_Travail à faire_: Redimensionnez les lignes allant du début des enregistrements jusqu'à la ligne contenant « 1], [116, 49]] » incluse. Recopiez-les toutes sans rien omettre, en multipliant par 1,8 chaque coordonnée des contours donnés en réponse et en arrondissant à l'entier le plus proche, les demis vers le haut ; tous les autres nombres restent inchangés.
* * * * * * *
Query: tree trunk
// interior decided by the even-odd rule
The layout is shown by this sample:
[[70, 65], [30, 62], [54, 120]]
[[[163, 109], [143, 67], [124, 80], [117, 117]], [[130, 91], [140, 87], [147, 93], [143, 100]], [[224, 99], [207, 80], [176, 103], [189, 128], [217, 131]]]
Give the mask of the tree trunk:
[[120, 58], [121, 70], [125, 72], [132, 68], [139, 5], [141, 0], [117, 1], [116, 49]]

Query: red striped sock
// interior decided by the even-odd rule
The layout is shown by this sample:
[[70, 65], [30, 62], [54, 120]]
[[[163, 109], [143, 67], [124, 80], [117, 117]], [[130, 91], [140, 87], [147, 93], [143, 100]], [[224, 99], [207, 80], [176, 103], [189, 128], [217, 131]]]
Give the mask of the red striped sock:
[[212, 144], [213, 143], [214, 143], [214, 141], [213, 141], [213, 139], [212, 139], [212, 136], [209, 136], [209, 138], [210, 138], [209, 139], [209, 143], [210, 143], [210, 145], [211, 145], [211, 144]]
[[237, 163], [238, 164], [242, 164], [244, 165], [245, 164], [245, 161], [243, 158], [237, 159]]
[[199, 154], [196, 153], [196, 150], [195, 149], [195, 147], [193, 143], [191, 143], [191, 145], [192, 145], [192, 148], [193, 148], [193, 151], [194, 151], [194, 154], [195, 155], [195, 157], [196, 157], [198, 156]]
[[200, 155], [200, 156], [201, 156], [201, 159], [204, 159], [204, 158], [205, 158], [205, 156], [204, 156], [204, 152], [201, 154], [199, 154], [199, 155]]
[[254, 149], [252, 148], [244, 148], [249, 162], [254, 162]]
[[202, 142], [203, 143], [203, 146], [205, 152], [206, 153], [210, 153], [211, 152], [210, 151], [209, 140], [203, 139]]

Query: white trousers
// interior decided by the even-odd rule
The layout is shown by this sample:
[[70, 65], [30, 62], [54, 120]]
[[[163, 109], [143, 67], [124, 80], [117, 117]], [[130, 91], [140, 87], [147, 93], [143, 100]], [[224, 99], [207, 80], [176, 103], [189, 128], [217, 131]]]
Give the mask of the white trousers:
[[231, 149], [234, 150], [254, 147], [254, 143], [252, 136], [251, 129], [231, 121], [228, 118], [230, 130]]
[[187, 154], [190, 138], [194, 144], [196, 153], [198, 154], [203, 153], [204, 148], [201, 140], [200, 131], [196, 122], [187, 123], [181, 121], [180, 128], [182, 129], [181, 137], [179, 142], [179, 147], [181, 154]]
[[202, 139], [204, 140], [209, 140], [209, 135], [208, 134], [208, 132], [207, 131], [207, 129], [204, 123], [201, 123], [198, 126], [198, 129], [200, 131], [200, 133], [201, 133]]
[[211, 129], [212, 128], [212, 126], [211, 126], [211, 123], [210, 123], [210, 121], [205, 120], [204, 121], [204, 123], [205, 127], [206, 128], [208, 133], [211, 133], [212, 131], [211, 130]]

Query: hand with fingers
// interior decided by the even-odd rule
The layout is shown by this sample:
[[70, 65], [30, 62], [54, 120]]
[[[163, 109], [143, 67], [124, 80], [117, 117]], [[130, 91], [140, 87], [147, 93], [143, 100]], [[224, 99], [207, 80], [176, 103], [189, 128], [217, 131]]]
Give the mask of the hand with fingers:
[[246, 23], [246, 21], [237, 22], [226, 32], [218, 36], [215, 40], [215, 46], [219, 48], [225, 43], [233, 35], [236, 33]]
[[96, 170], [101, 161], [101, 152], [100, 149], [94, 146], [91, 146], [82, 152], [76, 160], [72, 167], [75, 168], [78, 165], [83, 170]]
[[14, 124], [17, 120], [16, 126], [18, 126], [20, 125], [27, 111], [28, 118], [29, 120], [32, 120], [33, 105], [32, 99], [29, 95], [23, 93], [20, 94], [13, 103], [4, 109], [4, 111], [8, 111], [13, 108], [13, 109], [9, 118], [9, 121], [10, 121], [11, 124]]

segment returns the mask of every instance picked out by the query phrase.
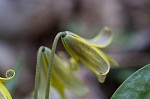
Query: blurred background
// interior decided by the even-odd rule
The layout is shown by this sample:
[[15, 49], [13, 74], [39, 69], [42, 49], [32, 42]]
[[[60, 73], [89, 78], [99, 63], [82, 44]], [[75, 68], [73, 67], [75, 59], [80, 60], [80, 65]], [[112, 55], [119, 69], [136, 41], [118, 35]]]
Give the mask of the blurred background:
[[[10, 88], [13, 99], [32, 99], [40, 46], [51, 48], [60, 31], [92, 38], [104, 26], [112, 29], [114, 40], [102, 50], [120, 67], [111, 68], [100, 84], [83, 66], [78, 75], [90, 93], [79, 97], [68, 91], [68, 99], [109, 99], [130, 74], [150, 63], [150, 0], [0, 0], [0, 76], [10, 68], [18, 71]], [[60, 50], [65, 51], [61, 42]], [[59, 99], [55, 92], [52, 97]]]

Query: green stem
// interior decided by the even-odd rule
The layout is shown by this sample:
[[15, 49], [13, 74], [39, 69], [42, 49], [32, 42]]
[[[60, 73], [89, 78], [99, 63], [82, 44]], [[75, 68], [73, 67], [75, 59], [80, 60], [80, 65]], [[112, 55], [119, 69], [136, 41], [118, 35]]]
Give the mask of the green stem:
[[53, 68], [53, 60], [54, 60], [54, 54], [56, 50], [56, 46], [58, 43], [58, 40], [61, 36], [65, 36], [66, 32], [60, 32], [56, 35], [53, 45], [52, 45], [52, 51], [51, 51], [51, 56], [50, 56], [50, 64], [48, 66], [48, 73], [47, 73], [47, 82], [46, 82], [46, 94], [45, 94], [45, 99], [49, 99], [49, 92], [50, 92], [50, 77], [52, 74], [52, 68]]
[[40, 82], [40, 70], [41, 70], [41, 51], [43, 47], [40, 47], [37, 53], [37, 64], [36, 64], [36, 74], [35, 74], [35, 86], [34, 86], [34, 99], [38, 97], [38, 87]]

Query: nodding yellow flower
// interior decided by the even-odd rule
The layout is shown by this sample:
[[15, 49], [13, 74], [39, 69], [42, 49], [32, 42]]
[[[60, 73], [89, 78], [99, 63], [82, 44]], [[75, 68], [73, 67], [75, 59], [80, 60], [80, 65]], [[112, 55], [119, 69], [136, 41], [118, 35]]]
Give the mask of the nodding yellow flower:
[[[40, 92], [38, 99], [44, 99], [46, 76], [50, 63], [51, 50], [47, 47], [40, 47], [38, 51], [38, 62], [41, 65], [40, 71]], [[51, 85], [59, 92], [62, 99], [65, 99], [64, 90], [68, 89], [77, 95], [85, 95], [88, 92], [87, 87], [80, 82], [70, 68], [70, 63], [64, 62], [59, 56], [54, 56], [54, 66], [52, 70]]]
[[85, 64], [97, 75], [99, 82], [103, 83], [110, 70], [110, 63], [117, 65], [115, 60], [99, 49], [107, 47], [111, 43], [112, 32], [110, 29], [104, 28], [93, 39], [84, 39], [72, 32], [65, 32], [66, 35], [62, 36], [62, 42], [67, 51], [77, 62]]
[[[3, 95], [2, 97], [4, 99], [12, 99], [12, 97], [11, 97], [9, 91], [7, 90], [7, 88], [4, 86], [3, 82], [7, 82], [7, 81], [11, 80], [14, 76], [15, 76], [15, 71], [12, 69], [9, 69], [6, 71], [6, 78], [0, 77], [0, 93]], [[0, 99], [2, 97], [0, 96]]]

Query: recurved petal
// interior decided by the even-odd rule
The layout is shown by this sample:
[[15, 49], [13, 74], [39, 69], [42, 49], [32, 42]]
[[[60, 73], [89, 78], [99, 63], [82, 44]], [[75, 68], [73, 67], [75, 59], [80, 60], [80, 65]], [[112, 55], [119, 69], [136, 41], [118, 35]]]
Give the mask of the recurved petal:
[[107, 56], [101, 50], [70, 32], [67, 32], [67, 35], [62, 37], [62, 41], [74, 59], [85, 64], [98, 76], [100, 82], [104, 82], [110, 70], [110, 64]]
[[13, 69], [9, 69], [6, 71], [6, 78], [0, 77], [1, 82], [6, 82], [11, 80], [15, 76], [15, 71]]
[[[51, 50], [45, 47], [45, 54], [47, 55], [47, 59], [49, 59], [48, 57], [51, 56]], [[71, 90], [77, 95], [84, 95], [88, 92], [87, 87], [76, 78], [68, 66], [64, 66], [66, 64], [63, 63], [61, 58], [55, 55], [53, 63], [54, 66], [52, 76], [55, 75], [57, 80], [61, 82], [65, 88]]]
[[4, 99], [12, 99], [9, 91], [7, 88], [4, 86], [2, 82], [6, 82], [11, 80], [15, 76], [15, 71], [12, 69], [9, 69], [6, 71], [6, 78], [0, 77], [0, 92], [2, 93]]

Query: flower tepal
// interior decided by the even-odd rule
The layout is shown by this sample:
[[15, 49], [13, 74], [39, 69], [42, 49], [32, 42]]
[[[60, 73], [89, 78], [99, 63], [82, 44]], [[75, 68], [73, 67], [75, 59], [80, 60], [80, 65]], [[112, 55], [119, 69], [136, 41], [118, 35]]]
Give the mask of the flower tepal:
[[[116, 62], [98, 49], [99, 45], [96, 46], [89, 40], [81, 38], [72, 32], [65, 32], [66, 35], [62, 37], [62, 41], [67, 51], [76, 61], [85, 64], [97, 75], [99, 82], [103, 83], [110, 70], [110, 62]], [[111, 36], [110, 39], [112, 39]], [[110, 42], [109, 39], [108, 41]]]
[[[12, 69], [9, 69], [6, 72], [6, 78], [0, 77], [0, 93], [2, 94], [2, 97], [4, 97], [4, 99], [12, 99], [12, 97], [9, 91], [7, 90], [7, 88], [4, 86], [3, 82], [7, 82], [11, 80], [14, 76], [15, 76], [15, 71]], [[2, 97], [0, 96], [0, 99]]]

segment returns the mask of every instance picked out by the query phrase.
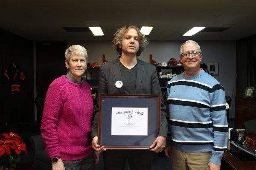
* * * * * * *
_Réponse à la tâche_:
Query: tree trunk
// interior decided by the even-odd rule
The layout is shown by this sample:
[[70, 65], [30, 62], [54, 120]]
[[[163, 109], [143, 67], [124, 80], [117, 117]], [[130, 91], [140, 87], [147, 93], [143, 100]], [[224, 99], [207, 80], [176, 103], [189, 128], [217, 131]]]
Give the mask of the tree trunk:
[[216, 104], [218, 126], [225, 130], [238, 122], [250, 9], [254, 0], [211, 2], [209, 88]]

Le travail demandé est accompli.